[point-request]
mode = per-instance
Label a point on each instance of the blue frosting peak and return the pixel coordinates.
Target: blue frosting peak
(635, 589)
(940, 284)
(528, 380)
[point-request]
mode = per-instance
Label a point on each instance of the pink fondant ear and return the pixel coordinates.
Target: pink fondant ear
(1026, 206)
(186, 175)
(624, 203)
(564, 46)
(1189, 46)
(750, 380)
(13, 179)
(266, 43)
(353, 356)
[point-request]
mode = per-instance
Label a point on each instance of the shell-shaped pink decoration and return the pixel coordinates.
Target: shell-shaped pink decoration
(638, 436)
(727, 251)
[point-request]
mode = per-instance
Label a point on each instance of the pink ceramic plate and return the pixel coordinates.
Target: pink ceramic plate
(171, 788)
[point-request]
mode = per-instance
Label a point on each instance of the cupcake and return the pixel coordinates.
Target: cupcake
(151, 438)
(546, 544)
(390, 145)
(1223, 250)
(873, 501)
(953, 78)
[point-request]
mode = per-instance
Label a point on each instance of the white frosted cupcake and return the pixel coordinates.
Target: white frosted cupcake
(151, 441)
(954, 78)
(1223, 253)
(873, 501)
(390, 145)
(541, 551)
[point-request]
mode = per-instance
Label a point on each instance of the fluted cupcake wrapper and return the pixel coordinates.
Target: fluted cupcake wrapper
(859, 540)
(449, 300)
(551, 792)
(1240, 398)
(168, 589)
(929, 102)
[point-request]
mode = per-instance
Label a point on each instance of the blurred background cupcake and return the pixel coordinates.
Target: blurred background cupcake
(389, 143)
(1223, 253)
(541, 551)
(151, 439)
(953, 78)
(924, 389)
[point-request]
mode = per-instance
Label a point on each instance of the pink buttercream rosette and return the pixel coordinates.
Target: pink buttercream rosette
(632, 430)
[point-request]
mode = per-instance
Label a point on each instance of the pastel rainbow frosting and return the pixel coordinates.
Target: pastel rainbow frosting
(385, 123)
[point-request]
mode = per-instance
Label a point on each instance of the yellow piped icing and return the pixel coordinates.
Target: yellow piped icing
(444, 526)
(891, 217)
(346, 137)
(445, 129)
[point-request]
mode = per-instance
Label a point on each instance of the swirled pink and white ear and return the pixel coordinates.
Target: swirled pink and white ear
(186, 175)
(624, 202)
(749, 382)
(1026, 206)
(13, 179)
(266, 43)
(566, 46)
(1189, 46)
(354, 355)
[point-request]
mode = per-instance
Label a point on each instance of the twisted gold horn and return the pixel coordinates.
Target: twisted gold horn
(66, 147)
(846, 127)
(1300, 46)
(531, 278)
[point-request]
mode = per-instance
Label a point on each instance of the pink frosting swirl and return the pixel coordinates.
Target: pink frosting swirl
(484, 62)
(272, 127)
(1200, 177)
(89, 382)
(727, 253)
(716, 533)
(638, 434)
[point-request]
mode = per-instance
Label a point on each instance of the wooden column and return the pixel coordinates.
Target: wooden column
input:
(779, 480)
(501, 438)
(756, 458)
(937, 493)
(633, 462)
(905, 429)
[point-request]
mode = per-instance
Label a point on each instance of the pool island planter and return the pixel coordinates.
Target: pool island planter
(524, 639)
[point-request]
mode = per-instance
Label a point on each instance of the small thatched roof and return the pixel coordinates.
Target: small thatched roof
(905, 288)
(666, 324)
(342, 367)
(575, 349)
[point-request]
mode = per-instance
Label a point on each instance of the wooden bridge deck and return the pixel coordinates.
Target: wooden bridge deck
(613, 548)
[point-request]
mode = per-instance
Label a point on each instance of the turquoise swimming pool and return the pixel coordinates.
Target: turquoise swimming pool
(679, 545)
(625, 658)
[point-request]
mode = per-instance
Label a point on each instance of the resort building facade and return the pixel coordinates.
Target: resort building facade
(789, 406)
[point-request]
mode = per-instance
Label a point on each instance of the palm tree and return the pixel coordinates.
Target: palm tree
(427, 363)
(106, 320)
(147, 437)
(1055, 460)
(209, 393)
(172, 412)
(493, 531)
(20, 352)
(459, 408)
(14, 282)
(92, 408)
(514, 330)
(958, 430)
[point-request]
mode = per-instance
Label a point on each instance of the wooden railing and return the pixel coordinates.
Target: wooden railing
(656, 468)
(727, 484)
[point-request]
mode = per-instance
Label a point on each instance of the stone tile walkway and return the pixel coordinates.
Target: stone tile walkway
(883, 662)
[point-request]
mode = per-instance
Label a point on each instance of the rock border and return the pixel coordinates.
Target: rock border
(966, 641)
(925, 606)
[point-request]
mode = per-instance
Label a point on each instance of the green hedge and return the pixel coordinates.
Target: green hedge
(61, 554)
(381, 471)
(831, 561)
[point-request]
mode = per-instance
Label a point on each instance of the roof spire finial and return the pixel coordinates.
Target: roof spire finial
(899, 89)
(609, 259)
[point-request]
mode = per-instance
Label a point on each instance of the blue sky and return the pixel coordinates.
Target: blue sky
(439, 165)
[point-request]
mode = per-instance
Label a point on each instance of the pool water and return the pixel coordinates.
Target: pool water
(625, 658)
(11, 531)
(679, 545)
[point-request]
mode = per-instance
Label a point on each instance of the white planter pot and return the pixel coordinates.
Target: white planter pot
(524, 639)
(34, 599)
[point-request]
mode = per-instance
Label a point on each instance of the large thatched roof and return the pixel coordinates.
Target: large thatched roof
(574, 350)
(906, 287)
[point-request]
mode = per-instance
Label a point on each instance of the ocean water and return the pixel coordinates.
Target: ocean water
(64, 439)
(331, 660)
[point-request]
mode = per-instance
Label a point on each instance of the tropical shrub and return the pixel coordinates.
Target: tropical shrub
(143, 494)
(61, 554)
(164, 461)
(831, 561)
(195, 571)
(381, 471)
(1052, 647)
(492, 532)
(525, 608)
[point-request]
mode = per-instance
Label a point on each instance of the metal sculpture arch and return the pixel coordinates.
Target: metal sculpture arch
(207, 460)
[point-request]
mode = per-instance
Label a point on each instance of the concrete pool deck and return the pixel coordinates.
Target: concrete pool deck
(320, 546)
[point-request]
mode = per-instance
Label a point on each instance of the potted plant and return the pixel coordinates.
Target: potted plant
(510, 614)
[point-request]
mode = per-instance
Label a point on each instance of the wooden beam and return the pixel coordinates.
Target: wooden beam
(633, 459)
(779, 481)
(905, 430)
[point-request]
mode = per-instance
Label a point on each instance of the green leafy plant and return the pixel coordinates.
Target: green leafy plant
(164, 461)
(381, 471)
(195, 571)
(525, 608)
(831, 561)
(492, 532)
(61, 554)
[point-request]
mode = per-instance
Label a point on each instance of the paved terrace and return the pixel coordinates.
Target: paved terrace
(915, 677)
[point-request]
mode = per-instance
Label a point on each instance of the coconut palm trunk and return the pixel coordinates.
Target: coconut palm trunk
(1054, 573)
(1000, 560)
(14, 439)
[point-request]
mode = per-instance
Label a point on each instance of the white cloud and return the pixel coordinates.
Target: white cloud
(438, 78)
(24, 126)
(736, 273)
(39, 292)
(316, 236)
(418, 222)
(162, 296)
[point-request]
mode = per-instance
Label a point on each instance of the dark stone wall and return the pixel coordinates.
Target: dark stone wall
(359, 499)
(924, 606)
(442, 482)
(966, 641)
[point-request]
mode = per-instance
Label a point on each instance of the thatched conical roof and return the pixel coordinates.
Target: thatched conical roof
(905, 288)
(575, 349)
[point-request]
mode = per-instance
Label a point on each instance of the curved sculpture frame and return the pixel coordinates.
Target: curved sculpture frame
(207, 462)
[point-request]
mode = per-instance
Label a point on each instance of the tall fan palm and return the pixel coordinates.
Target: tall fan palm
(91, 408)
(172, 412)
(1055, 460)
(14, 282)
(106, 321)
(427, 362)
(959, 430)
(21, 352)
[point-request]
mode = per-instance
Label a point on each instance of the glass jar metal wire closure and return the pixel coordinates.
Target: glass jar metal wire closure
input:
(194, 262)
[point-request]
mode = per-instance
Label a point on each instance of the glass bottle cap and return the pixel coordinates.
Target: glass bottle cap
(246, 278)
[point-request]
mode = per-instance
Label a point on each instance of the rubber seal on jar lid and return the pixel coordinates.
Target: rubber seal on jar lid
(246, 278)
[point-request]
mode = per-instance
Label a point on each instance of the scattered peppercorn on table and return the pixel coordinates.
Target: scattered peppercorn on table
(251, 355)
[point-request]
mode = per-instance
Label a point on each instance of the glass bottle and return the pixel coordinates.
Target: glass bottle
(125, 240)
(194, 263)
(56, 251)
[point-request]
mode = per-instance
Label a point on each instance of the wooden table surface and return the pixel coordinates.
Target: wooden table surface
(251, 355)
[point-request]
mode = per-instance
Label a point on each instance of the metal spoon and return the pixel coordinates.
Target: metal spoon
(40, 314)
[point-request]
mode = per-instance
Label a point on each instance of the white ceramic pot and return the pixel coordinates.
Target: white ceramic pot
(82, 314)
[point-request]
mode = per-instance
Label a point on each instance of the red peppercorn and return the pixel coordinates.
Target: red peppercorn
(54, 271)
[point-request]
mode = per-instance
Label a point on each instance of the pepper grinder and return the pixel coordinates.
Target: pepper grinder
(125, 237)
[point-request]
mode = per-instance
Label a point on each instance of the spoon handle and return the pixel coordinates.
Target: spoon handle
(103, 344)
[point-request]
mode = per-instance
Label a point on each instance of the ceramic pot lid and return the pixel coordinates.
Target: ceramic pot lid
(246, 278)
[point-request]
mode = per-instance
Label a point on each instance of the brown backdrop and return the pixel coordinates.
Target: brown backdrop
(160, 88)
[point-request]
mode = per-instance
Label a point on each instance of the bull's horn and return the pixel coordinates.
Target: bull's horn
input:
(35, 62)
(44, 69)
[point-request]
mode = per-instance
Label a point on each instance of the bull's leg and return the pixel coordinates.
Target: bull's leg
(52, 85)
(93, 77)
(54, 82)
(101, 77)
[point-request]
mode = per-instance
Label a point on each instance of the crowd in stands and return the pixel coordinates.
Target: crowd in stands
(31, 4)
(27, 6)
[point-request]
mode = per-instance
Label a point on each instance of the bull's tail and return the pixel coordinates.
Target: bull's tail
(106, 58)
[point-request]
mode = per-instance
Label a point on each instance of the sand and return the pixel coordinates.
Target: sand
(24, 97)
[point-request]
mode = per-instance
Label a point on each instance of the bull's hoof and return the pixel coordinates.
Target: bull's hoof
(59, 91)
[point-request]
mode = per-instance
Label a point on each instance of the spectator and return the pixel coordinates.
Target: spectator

====

Exercise: Go through the lines above. Select every one that has the string "closure".

Output for this task:
Label a point on each instance of the glass jar metal wire closure and return the pixel coordinates.
Target: glass jar metal wire closure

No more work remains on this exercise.